'''

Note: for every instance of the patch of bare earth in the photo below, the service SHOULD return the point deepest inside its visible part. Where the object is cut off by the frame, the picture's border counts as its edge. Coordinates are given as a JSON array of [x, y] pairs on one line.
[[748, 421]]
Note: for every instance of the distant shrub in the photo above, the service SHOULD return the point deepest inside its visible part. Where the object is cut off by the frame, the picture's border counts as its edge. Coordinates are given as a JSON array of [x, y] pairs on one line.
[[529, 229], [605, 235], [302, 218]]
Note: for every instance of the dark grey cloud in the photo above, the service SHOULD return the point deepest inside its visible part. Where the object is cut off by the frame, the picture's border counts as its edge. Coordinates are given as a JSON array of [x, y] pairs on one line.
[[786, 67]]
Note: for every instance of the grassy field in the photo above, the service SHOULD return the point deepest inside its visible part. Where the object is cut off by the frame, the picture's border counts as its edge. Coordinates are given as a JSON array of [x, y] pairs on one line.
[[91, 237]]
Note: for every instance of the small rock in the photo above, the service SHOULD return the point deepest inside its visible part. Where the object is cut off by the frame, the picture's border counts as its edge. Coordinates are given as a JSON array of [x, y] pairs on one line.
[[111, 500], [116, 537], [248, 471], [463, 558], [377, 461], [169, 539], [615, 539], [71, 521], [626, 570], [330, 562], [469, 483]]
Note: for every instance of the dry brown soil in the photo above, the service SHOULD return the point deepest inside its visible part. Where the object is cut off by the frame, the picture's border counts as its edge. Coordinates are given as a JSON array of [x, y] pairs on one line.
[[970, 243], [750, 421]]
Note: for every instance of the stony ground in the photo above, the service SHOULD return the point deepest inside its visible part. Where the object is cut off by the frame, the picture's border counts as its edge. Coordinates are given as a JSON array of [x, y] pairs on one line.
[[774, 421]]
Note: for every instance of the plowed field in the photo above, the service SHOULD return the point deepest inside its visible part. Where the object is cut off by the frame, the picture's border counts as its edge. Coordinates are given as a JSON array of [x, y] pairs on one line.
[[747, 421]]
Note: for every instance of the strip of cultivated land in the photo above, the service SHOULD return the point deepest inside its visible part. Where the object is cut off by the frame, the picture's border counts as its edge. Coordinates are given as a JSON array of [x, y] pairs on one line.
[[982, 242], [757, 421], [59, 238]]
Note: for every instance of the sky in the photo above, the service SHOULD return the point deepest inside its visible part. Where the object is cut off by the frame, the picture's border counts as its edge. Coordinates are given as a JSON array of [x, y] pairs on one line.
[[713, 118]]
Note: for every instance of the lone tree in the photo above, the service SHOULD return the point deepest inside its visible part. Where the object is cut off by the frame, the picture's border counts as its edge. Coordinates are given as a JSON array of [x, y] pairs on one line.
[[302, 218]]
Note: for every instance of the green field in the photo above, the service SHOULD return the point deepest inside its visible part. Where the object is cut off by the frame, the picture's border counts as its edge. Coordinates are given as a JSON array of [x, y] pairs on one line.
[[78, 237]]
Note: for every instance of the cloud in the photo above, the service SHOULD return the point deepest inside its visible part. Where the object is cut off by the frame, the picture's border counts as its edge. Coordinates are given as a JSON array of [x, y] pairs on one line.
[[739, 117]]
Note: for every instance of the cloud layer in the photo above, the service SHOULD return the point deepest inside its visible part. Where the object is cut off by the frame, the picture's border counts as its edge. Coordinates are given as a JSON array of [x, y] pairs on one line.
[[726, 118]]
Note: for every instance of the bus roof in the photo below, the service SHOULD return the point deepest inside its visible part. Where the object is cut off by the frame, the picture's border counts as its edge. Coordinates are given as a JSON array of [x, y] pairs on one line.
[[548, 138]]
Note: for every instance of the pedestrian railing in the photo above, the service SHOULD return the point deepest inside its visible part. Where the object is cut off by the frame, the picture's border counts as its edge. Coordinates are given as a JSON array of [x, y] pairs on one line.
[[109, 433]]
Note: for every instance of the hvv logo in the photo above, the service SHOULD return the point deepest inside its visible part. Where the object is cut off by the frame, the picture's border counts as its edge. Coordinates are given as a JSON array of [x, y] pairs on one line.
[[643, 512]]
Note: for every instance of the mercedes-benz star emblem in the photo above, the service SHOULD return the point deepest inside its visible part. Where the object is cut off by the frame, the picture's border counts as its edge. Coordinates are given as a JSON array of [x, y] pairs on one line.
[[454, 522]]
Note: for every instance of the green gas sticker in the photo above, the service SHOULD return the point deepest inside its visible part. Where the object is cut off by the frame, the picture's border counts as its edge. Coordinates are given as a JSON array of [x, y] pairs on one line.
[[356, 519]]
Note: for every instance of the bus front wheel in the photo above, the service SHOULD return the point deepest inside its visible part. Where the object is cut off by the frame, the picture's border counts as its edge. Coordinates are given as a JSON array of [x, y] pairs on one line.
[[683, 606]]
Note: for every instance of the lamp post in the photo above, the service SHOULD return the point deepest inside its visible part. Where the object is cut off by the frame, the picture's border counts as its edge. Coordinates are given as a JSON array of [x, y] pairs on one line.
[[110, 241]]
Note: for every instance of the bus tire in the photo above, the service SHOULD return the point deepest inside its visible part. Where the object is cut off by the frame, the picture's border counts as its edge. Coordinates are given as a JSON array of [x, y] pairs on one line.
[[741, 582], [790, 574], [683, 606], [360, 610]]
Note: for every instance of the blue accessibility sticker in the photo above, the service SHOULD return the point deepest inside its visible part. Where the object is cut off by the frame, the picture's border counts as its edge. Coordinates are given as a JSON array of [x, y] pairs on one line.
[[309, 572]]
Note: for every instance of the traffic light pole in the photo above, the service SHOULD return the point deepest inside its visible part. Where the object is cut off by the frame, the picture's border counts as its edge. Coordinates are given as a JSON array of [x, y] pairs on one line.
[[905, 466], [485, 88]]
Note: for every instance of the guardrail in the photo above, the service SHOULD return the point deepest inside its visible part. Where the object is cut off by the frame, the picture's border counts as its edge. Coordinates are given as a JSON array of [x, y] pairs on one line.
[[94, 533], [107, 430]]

'''

■ **Written request**:
Reproduce only the lines starting with the one containing "Note: for every instance of the stony" and going on through the one containing "[[774, 421]]", requests included, with every point coordinate in the answers multiplied by 1.6 and rounded to a whole number, halves rounded up. Leave the numbers in the requests unchanged.

■ **Reply to the task**:
Note: for every instance of the stony ground in the photo above, the service SHOULD return the point deepest inside its visible part. Where the object is cut off by the frame, the picture's border counts as its edge. Coordinates are given as a JSON array of [x, y] pairs on one line.
[[1238, 674]]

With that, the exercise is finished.